◆ Supplied passage
════════════════════
Cannes Lions

Project Skate

GOOGLE BRAND STUDIO APAC, Pyrmont / GOOGLE / 2023

Presentation Image
Case Film
1 of 0 items

Overview

Entries

Credits

OVERVIEW

Background

One of the root causes for the skewed gender participation in skateboarding is the misconception that ‘girls are not good enough’ for extreme sports. Especially in disciplines such as skateboarding where judging criteria such as ‘style’ often leave critical points up to interpretation, in the minds of peers, laypeople and judges, as well as in competition and across the over 5000 skate parks globally. By using regular camera footage and building technology that helps identify complex tricks for the first time, Project Skate helps bring objectivity to a highly subjective field and it connects the technologies of Tensorflow and Blazepose in a brand new way, uniquely suited for skateboarding and its users.

Idea

We cannot change what we can’t measure. Skateboarding is a highly biased sport, that has a huge growth rate but overwhelmingly male, and a culture that works to exclude women and girls. This is why Project Skate aims to provide skateboarders of all levels with a tool that allows them to prove their ability objectively - regardless of gender, nationality, age or other factors that might make them susceptible to biases. Blazepose and Tensorflow make skateboarding data visible for the very first time, encouraging participation and learning. To test our tool and teach it trick detection, Olympic medalist Sky Brown was the first professional skateboarder to test out the prototype and to prove her awesomeness with the data she had never seen before.
════════════════════
◆ Information provided

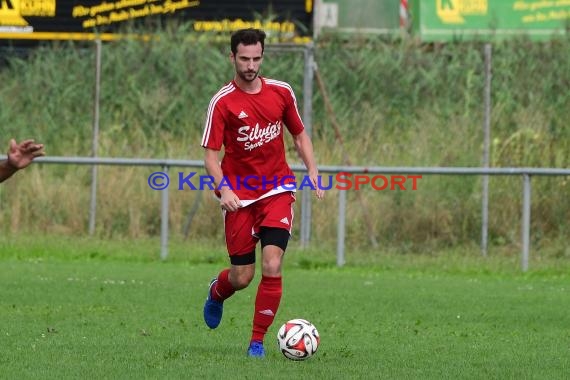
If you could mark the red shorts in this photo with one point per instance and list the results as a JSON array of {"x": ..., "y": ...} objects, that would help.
[{"x": 242, "y": 226}]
════════════════════
Answer these from the Project Skate overview:
(a) Which two technologies does Project Skate connect?
(b) Who was the first professional skateboarder to test the prototype?
(c) How many skate parks are there globally, according to the overview?
The lines above are not needed here.

(a) Tensorflow and Blazepose.
(b) Olympic medalist Sky Brown.
(c) Over 5000.